EXTRACTED ENTRIES:
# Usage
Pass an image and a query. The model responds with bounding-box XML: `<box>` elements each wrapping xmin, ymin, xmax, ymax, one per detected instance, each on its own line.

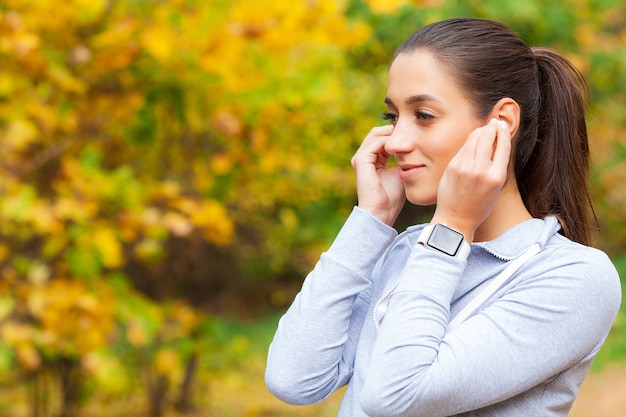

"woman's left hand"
<box><xmin>432</xmin><ymin>119</ymin><xmax>511</xmax><ymax>243</ymax></box>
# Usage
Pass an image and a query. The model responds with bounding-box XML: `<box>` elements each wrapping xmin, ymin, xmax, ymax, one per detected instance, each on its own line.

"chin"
<box><xmin>406</xmin><ymin>190</ymin><xmax>437</xmax><ymax>206</ymax></box>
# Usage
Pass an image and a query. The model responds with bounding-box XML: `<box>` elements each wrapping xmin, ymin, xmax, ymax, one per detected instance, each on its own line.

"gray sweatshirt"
<box><xmin>265</xmin><ymin>208</ymin><xmax>621</xmax><ymax>417</ymax></box>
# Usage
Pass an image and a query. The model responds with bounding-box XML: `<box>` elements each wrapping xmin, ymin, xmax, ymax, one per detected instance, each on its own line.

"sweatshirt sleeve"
<box><xmin>361</xmin><ymin>245</ymin><xmax>621</xmax><ymax>417</ymax></box>
<box><xmin>265</xmin><ymin>207</ymin><xmax>397</xmax><ymax>405</ymax></box>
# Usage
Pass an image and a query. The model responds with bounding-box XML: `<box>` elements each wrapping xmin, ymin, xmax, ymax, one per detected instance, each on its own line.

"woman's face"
<box><xmin>385</xmin><ymin>50</ymin><xmax>485</xmax><ymax>205</ymax></box>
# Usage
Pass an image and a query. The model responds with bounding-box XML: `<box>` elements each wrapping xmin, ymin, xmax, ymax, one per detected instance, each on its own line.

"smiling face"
<box><xmin>385</xmin><ymin>50</ymin><xmax>485</xmax><ymax>205</ymax></box>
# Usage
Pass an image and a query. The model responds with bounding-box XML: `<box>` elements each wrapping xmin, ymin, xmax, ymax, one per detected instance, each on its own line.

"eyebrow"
<box><xmin>385</xmin><ymin>94</ymin><xmax>441</xmax><ymax>106</ymax></box>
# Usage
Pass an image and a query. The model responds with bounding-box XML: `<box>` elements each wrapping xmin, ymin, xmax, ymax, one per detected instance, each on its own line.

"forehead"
<box><xmin>387</xmin><ymin>50</ymin><xmax>466</xmax><ymax>103</ymax></box>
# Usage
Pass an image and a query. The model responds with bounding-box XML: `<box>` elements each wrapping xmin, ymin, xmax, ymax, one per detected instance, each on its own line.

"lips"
<box><xmin>399</xmin><ymin>164</ymin><xmax>426</xmax><ymax>180</ymax></box>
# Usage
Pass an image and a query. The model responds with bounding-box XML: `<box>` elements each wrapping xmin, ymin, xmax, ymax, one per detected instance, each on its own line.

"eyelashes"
<box><xmin>380</xmin><ymin>112</ymin><xmax>398</xmax><ymax>123</ymax></box>
<box><xmin>381</xmin><ymin>111</ymin><xmax>435</xmax><ymax>123</ymax></box>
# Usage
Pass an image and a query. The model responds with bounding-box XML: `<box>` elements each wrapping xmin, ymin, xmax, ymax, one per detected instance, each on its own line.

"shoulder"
<box><xmin>536</xmin><ymin>234</ymin><xmax>622</xmax><ymax>316</ymax></box>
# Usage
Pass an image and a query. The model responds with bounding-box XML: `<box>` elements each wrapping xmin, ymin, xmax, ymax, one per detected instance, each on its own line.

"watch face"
<box><xmin>428</xmin><ymin>224</ymin><xmax>464</xmax><ymax>256</ymax></box>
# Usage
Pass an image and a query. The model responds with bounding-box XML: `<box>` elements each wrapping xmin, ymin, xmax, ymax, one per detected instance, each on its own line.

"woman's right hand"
<box><xmin>352</xmin><ymin>125</ymin><xmax>406</xmax><ymax>226</ymax></box>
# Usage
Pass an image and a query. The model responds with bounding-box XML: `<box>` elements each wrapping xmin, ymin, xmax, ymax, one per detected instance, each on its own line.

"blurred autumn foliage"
<box><xmin>0</xmin><ymin>0</ymin><xmax>626</xmax><ymax>416</ymax></box>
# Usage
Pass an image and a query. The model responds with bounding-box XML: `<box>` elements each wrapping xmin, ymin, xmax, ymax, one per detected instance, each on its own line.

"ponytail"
<box><xmin>515</xmin><ymin>48</ymin><xmax>595</xmax><ymax>245</ymax></box>
<box><xmin>396</xmin><ymin>18</ymin><xmax>593</xmax><ymax>245</ymax></box>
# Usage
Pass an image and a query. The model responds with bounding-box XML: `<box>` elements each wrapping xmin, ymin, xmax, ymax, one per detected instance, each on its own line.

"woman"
<box><xmin>266</xmin><ymin>18</ymin><xmax>621</xmax><ymax>417</ymax></box>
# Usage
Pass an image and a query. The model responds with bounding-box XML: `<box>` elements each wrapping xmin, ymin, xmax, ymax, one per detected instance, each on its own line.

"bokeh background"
<box><xmin>0</xmin><ymin>0</ymin><xmax>626</xmax><ymax>417</ymax></box>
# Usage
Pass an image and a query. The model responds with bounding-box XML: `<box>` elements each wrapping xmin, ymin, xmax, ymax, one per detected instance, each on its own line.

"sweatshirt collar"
<box><xmin>473</xmin><ymin>216</ymin><xmax>561</xmax><ymax>261</ymax></box>
<box><xmin>407</xmin><ymin>216</ymin><xmax>561</xmax><ymax>261</ymax></box>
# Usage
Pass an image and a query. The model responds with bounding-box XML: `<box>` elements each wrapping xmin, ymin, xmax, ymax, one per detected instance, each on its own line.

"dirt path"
<box><xmin>569</xmin><ymin>366</ymin><xmax>626</xmax><ymax>417</ymax></box>
<box><xmin>207</xmin><ymin>359</ymin><xmax>626</xmax><ymax>417</ymax></box>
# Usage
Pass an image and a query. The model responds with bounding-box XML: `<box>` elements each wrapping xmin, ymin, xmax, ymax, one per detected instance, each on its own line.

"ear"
<box><xmin>489</xmin><ymin>97</ymin><xmax>520</xmax><ymax>137</ymax></box>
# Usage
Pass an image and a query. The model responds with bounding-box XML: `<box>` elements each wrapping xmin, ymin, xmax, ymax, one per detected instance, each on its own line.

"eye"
<box><xmin>415</xmin><ymin>110</ymin><xmax>435</xmax><ymax>122</ymax></box>
<box><xmin>381</xmin><ymin>112</ymin><xmax>398</xmax><ymax>125</ymax></box>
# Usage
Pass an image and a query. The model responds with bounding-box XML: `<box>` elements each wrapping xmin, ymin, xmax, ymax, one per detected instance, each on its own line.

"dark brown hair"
<box><xmin>395</xmin><ymin>18</ymin><xmax>593</xmax><ymax>245</ymax></box>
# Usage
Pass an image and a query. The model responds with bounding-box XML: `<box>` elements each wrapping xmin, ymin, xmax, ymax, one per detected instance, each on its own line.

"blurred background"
<box><xmin>0</xmin><ymin>0</ymin><xmax>626</xmax><ymax>417</ymax></box>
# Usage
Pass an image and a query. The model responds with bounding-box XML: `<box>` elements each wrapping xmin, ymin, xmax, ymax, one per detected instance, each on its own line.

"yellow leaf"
<box><xmin>0</xmin><ymin>296</ymin><xmax>15</xmax><ymax>321</ymax></box>
<box><xmin>91</xmin><ymin>226</ymin><xmax>124</xmax><ymax>268</ymax></box>
<box><xmin>2</xmin><ymin>119</ymin><xmax>39</xmax><ymax>151</ymax></box>
<box><xmin>15</xmin><ymin>344</ymin><xmax>41</xmax><ymax>370</ymax></box>
<box><xmin>140</xmin><ymin>25</ymin><xmax>176</xmax><ymax>62</ymax></box>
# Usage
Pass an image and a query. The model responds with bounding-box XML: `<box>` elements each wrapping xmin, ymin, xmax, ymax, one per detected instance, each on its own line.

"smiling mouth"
<box><xmin>400</xmin><ymin>165</ymin><xmax>425</xmax><ymax>180</ymax></box>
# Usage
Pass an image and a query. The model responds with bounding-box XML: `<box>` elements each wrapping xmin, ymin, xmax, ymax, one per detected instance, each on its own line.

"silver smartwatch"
<box><xmin>417</xmin><ymin>223</ymin><xmax>470</xmax><ymax>259</ymax></box>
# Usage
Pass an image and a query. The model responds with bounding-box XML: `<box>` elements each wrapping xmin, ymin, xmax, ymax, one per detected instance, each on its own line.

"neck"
<box><xmin>474</xmin><ymin>178</ymin><xmax>533</xmax><ymax>242</ymax></box>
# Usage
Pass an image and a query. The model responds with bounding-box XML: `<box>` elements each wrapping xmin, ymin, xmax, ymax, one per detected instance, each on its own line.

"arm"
<box><xmin>265</xmin><ymin>208</ymin><xmax>397</xmax><ymax>404</ymax></box>
<box><xmin>361</xmin><ymin>246</ymin><xmax>620</xmax><ymax>417</ymax></box>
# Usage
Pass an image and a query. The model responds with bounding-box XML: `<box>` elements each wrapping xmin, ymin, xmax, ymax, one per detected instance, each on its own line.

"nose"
<box><xmin>385</xmin><ymin>123</ymin><xmax>415</xmax><ymax>155</ymax></box>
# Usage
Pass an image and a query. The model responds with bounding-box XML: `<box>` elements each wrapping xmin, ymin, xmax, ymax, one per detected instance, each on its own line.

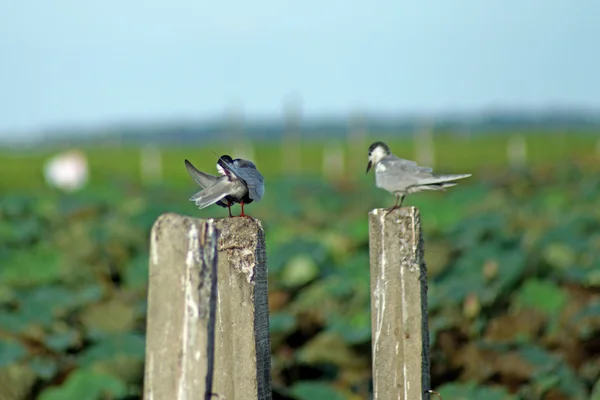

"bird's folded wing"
<box><xmin>216</xmin><ymin>160</ymin><xmax>265</xmax><ymax>201</ymax></box>
<box><xmin>185</xmin><ymin>160</ymin><xmax>218</xmax><ymax>188</ymax></box>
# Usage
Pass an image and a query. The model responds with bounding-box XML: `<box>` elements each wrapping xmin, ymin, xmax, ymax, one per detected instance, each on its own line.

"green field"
<box><xmin>0</xmin><ymin>132</ymin><xmax>600</xmax><ymax>190</ymax></box>
<box><xmin>0</xmin><ymin>132</ymin><xmax>600</xmax><ymax>400</ymax></box>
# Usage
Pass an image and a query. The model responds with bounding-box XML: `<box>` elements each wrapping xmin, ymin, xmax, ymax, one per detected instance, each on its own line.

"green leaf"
<box><xmin>0</xmin><ymin>340</ymin><xmax>27</xmax><ymax>367</ymax></box>
<box><xmin>515</xmin><ymin>279</ymin><xmax>568</xmax><ymax>315</ymax></box>
<box><xmin>0</xmin><ymin>245</ymin><xmax>61</xmax><ymax>287</ymax></box>
<box><xmin>290</xmin><ymin>381</ymin><xmax>346</xmax><ymax>400</ymax></box>
<box><xmin>78</xmin><ymin>333</ymin><xmax>146</xmax><ymax>367</ymax></box>
<box><xmin>438</xmin><ymin>382</ymin><xmax>517</xmax><ymax>400</ymax></box>
<box><xmin>269</xmin><ymin>311</ymin><xmax>296</xmax><ymax>333</ymax></box>
<box><xmin>39</xmin><ymin>369</ymin><xmax>127</xmax><ymax>400</ymax></box>
<box><xmin>281</xmin><ymin>254</ymin><xmax>319</xmax><ymax>287</ymax></box>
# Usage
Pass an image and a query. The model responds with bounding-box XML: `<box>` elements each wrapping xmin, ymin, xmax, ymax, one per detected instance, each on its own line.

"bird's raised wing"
<box><xmin>185</xmin><ymin>160</ymin><xmax>217</xmax><ymax>188</ymax></box>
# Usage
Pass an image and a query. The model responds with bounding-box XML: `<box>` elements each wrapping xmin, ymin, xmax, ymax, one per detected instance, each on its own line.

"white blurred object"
<box><xmin>506</xmin><ymin>135</ymin><xmax>527</xmax><ymax>168</ymax></box>
<box><xmin>231</xmin><ymin>140</ymin><xmax>254</xmax><ymax>160</ymax></box>
<box><xmin>140</xmin><ymin>144</ymin><xmax>162</xmax><ymax>185</ymax></box>
<box><xmin>415</xmin><ymin>122</ymin><xmax>435</xmax><ymax>168</ymax></box>
<box><xmin>44</xmin><ymin>150</ymin><xmax>88</xmax><ymax>192</ymax></box>
<box><xmin>323</xmin><ymin>142</ymin><xmax>344</xmax><ymax>179</ymax></box>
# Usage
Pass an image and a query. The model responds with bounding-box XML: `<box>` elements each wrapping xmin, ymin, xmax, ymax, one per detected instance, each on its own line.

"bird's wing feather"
<box><xmin>190</xmin><ymin>177</ymin><xmax>235</xmax><ymax>208</ymax></box>
<box><xmin>185</xmin><ymin>160</ymin><xmax>217</xmax><ymax>188</ymax></box>
<box><xmin>216</xmin><ymin>160</ymin><xmax>265</xmax><ymax>201</ymax></box>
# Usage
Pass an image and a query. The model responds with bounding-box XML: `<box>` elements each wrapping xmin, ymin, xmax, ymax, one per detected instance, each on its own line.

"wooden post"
<box><xmin>369</xmin><ymin>207</ymin><xmax>430</xmax><ymax>400</ymax></box>
<box><xmin>144</xmin><ymin>214</ymin><xmax>271</xmax><ymax>400</ymax></box>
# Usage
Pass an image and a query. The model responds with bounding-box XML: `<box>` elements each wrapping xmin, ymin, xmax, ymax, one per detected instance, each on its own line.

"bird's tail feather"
<box><xmin>190</xmin><ymin>180</ymin><xmax>232</xmax><ymax>208</ymax></box>
<box><xmin>419</xmin><ymin>174</ymin><xmax>471</xmax><ymax>186</ymax></box>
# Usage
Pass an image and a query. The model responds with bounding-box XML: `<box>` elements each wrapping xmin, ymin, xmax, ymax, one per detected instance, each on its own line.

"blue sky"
<box><xmin>0</xmin><ymin>0</ymin><xmax>600</xmax><ymax>137</ymax></box>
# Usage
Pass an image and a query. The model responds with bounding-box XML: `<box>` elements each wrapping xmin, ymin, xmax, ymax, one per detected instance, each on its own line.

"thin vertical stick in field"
<box><xmin>144</xmin><ymin>214</ymin><xmax>271</xmax><ymax>400</ymax></box>
<box><xmin>369</xmin><ymin>207</ymin><xmax>430</xmax><ymax>400</ymax></box>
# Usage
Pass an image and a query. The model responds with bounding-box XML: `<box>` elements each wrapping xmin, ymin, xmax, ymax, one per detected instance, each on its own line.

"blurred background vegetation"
<box><xmin>0</xmin><ymin>0</ymin><xmax>600</xmax><ymax>400</ymax></box>
<box><xmin>0</xmin><ymin>119</ymin><xmax>600</xmax><ymax>400</ymax></box>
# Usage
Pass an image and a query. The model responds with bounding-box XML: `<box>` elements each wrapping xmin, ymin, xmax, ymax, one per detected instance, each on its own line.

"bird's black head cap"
<box><xmin>369</xmin><ymin>142</ymin><xmax>390</xmax><ymax>154</ymax></box>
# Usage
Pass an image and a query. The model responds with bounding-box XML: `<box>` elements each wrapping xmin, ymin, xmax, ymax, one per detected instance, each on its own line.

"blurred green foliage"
<box><xmin>0</xmin><ymin>135</ymin><xmax>600</xmax><ymax>400</ymax></box>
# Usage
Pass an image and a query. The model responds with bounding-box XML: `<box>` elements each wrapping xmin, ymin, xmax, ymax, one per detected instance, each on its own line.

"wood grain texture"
<box><xmin>369</xmin><ymin>207</ymin><xmax>430</xmax><ymax>400</ymax></box>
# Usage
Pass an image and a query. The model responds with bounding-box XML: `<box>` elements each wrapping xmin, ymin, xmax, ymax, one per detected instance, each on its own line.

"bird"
<box><xmin>185</xmin><ymin>155</ymin><xmax>264</xmax><ymax>217</ymax></box>
<box><xmin>366</xmin><ymin>142</ymin><xmax>471</xmax><ymax>215</ymax></box>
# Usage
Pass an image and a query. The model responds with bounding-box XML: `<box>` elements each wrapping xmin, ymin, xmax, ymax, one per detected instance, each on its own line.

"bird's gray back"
<box><xmin>231</xmin><ymin>160</ymin><xmax>265</xmax><ymax>201</ymax></box>
<box><xmin>375</xmin><ymin>154</ymin><xmax>433</xmax><ymax>192</ymax></box>
<box><xmin>185</xmin><ymin>160</ymin><xmax>217</xmax><ymax>188</ymax></box>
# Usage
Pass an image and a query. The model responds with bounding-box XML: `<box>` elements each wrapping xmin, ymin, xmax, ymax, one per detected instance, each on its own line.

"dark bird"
<box><xmin>185</xmin><ymin>155</ymin><xmax>265</xmax><ymax>217</ymax></box>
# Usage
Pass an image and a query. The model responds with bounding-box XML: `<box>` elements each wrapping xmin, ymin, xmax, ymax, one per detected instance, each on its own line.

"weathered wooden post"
<box><xmin>369</xmin><ymin>207</ymin><xmax>430</xmax><ymax>400</ymax></box>
<box><xmin>144</xmin><ymin>214</ymin><xmax>271</xmax><ymax>400</ymax></box>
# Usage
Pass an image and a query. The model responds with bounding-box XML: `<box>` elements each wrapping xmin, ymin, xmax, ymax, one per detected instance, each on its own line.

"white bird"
<box><xmin>367</xmin><ymin>142</ymin><xmax>471</xmax><ymax>215</ymax></box>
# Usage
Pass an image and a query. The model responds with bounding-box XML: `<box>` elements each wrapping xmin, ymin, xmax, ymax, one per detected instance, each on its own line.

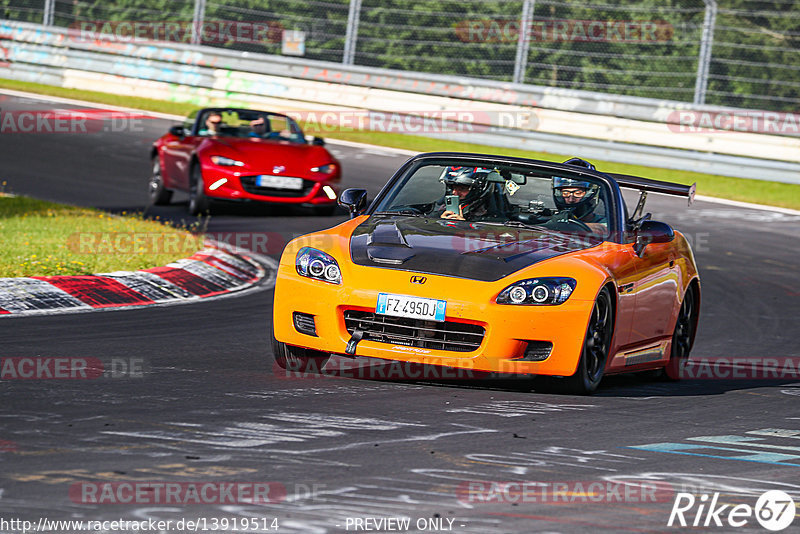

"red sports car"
<box><xmin>149</xmin><ymin>108</ymin><xmax>341</xmax><ymax>215</ymax></box>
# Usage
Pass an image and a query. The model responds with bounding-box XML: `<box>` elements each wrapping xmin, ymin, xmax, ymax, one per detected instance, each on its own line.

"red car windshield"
<box><xmin>197</xmin><ymin>110</ymin><xmax>306</xmax><ymax>143</ymax></box>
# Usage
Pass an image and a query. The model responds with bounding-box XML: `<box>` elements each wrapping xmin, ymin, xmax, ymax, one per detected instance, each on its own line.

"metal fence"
<box><xmin>0</xmin><ymin>0</ymin><xmax>800</xmax><ymax>111</ymax></box>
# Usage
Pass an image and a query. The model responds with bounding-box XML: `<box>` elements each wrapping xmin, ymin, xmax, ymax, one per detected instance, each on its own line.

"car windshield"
<box><xmin>197</xmin><ymin>109</ymin><xmax>306</xmax><ymax>144</ymax></box>
<box><xmin>373</xmin><ymin>159</ymin><xmax>610</xmax><ymax>237</ymax></box>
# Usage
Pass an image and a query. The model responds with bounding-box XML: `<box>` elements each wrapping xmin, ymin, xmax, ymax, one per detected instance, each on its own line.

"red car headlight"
<box><xmin>311</xmin><ymin>163</ymin><xmax>337</xmax><ymax>174</ymax></box>
<box><xmin>211</xmin><ymin>156</ymin><xmax>244</xmax><ymax>167</ymax></box>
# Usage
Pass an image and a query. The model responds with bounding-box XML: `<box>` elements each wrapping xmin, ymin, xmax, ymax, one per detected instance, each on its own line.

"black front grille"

EXERCISE TASK: Count the lines in the listing above that contain the string "field". Reply with the number alone.

EXERCISE ANSWER: 2